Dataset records
╭──

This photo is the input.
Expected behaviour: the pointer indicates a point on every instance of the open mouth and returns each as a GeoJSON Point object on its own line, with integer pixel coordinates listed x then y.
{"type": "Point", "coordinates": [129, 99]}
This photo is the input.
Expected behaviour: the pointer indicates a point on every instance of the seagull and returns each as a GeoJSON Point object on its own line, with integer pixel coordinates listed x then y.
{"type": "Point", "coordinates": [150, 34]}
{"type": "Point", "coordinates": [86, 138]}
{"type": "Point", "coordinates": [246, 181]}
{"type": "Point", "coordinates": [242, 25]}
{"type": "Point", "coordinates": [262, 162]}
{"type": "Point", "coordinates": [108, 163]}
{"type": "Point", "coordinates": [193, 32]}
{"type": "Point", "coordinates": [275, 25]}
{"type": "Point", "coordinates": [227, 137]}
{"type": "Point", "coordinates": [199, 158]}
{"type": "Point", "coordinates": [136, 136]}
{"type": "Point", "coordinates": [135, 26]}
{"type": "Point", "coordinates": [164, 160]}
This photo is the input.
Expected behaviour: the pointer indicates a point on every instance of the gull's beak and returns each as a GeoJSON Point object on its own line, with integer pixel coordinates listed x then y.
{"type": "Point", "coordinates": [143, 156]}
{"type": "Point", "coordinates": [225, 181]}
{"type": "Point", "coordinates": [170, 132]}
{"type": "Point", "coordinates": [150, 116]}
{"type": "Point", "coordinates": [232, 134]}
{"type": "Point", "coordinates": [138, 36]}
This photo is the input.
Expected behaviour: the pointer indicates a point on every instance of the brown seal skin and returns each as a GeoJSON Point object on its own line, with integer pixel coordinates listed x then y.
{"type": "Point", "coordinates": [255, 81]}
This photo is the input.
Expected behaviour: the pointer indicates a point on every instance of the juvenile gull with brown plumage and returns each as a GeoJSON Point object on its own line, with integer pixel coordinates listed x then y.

╰──

Without any change, reproduce the data in full.

This photo is the input.
Expected behaviour: the pointer indicates a point on every instance of the open mouth and returns each as a GeoJSON Point object on its own line, with integer pixel coordinates listed x then y.
{"type": "Point", "coordinates": [129, 99]}
This photo is the input.
Expected behaviour: the pointer indicates a point on every instance of the seagull and returns each as a GeoJSON Point object on its own line, with integer pixel coordinates listed x then y.
{"type": "Point", "coordinates": [150, 34]}
{"type": "Point", "coordinates": [86, 138]}
{"type": "Point", "coordinates": [246, 181]}
{"type": "Point", "coordinates": [242, 25]}
{"type": "Point", "coordinates": [262, 162]}
{"type": "Point", "coordinates": [108, 163]}
{"type": "Point", "coordinates": [193, 32]}
{"type": "Point", "coordinates": [275, 25]}
{"type": "Point", "coordinates": [227, 137]}
{"type": "Point", "coordinates": [199, 158]}
{"type": "Point", "coordinates": [136, 136]}
{"type": "Point", "coordinates": [135, 26]}
{"type": "Point", "coordinates": [164, 160]}
This photo is the input.
Expected behaviour: the pointer indicates a point on every instance of the gull's beak and returns each as a GeoJSON Point object on its own line, with integer pixel coordinates listed x then y.
{"type": "Point", "coordinates": [143, 156]}
{"type": "Point", "coordinates": [225, 181]}
{"type": "Point", "coordinates": [170, 132]}
{"type": "Point", "coordinates": [150, 116]}
{"type": "Point", "coordinates": [232, 134]}
{"type": "Point", "coordinates": [138, 36]}
This photo is the input.
Expected behaviour: the pointer indicates a point on every instance of the brown seal skin and returns each as a GeoJSON Point object on its own line, with integer pixel coordinates listed x then y.
{"type": "Point", "coordinates": [255, 81]}
This photo is the input.
Expected behaviour: the pointer indicates a point on every instance of the juvenile gull with brown plumage and returns each as a GeoJSON Point object on its own line, with integer pixel coordinates listed x then y.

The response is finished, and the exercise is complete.